__AIM OF THE TASK__:
Nothing but the lines from the one with "If you could mark the white paw" through the final line of the entries below should be written out, each exactly as given.

[Stored records]
- - - - -

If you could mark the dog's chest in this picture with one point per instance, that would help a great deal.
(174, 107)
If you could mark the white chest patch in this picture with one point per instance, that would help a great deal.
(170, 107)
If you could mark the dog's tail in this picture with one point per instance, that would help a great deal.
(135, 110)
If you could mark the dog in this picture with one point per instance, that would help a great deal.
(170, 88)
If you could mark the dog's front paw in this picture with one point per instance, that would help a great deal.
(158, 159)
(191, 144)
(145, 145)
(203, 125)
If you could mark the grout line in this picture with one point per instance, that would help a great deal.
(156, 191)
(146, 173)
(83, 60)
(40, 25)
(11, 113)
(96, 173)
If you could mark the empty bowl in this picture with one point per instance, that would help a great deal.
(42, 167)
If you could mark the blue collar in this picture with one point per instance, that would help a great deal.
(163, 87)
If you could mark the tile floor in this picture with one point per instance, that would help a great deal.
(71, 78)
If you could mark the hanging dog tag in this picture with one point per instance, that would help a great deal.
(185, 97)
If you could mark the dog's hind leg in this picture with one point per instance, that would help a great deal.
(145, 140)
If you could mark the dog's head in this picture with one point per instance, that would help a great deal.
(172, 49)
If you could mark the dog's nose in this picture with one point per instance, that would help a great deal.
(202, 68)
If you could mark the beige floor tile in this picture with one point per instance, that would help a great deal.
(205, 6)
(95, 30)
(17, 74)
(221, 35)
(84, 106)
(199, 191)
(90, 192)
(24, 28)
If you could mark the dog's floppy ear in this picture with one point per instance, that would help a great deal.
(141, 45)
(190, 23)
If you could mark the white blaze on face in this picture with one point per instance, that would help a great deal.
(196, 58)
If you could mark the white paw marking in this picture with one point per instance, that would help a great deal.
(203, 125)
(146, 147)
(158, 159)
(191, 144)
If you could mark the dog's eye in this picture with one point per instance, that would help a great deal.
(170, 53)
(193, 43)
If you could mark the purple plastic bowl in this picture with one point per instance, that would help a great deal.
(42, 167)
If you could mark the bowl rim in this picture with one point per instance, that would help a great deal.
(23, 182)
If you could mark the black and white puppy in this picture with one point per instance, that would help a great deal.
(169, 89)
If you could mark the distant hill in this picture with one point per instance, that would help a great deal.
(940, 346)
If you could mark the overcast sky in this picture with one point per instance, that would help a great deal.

- - - - -

__REPLY__:
If you could mark the white paw marking in this picture with one point per instance, that would help a great deal.
(203, 125)
(146, 147)
(158, 159)
(191, 144)
If you could mark the dog's eye in this picture with one point per instance, that would help a great deal.
(170, 53)
(193, 43)
If you could mark the purple plastic bowl in this picture with one point per instance, that would help a great deal.
(42, 167)
If you could mark the bowl rim in this picture with one point per instance, that would help a great deal.
(23, 182)
If you could mark the black and white puppy in this picture with one point per instance, that would help a great deal.
(169, 89)
If you could mark the distant hill in this picture with one point per instance, that would help a great deal.
(940, 346)
If you could mark the overcast sky in this picture with one point per instance, that would help a great deal.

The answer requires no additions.